[INFORMATION GIVEN]
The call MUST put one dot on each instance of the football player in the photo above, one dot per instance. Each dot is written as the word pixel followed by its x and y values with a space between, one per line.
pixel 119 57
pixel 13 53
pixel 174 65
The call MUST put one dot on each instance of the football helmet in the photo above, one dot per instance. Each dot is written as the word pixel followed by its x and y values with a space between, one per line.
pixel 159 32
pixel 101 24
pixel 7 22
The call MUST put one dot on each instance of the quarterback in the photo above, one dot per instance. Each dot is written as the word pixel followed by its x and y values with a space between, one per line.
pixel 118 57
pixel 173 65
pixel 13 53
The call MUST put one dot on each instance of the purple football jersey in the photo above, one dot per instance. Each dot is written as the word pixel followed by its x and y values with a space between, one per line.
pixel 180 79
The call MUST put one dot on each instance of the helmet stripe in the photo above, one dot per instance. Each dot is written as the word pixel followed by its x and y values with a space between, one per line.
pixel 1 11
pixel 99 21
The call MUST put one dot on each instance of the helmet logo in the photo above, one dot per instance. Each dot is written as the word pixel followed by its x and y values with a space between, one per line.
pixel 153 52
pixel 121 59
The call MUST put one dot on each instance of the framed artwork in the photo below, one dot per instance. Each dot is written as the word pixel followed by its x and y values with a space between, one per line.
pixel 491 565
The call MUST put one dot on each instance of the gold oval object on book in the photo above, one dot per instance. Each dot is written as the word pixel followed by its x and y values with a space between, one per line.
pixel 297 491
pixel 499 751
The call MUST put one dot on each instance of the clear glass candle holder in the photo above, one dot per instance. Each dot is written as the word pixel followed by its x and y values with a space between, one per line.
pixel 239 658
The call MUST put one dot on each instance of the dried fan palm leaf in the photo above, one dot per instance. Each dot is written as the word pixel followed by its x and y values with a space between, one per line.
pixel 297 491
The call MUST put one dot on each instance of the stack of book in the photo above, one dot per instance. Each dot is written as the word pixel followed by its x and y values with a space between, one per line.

[STATED EXERCISE] Return, word for word, every line of the records from the line that contains "of the gold" through the end of the records.

[SOLUTION TO THE PROBLEM]
The call MUST put one dot on each instance of the gold oval object on book in the photo above, one dot per instance. Each dot is written as the word pixel followed by its x and y values with a space between, one per line.
pixel 297 491
pixel 499 751
The call MUST put one dot on each instance of the clear glass candle holder in the photo above, one dot per instance. Each dot is written as the word pixel followed by its x and y values with a space between, one per line.
pixel 239 658
The call MUST put one dot on each instance of the dried fan palm leaf in the photo above, one dot per instance. Each dot is written as the word pixel followed by its x and y values with a space between, one per line.
pixel 297 491
The call MUST put one dot on each instance of the stack of book in the photo above, one dot per instance. Each dot is written as the word pixel followed by its x and y values with a space between, one per line.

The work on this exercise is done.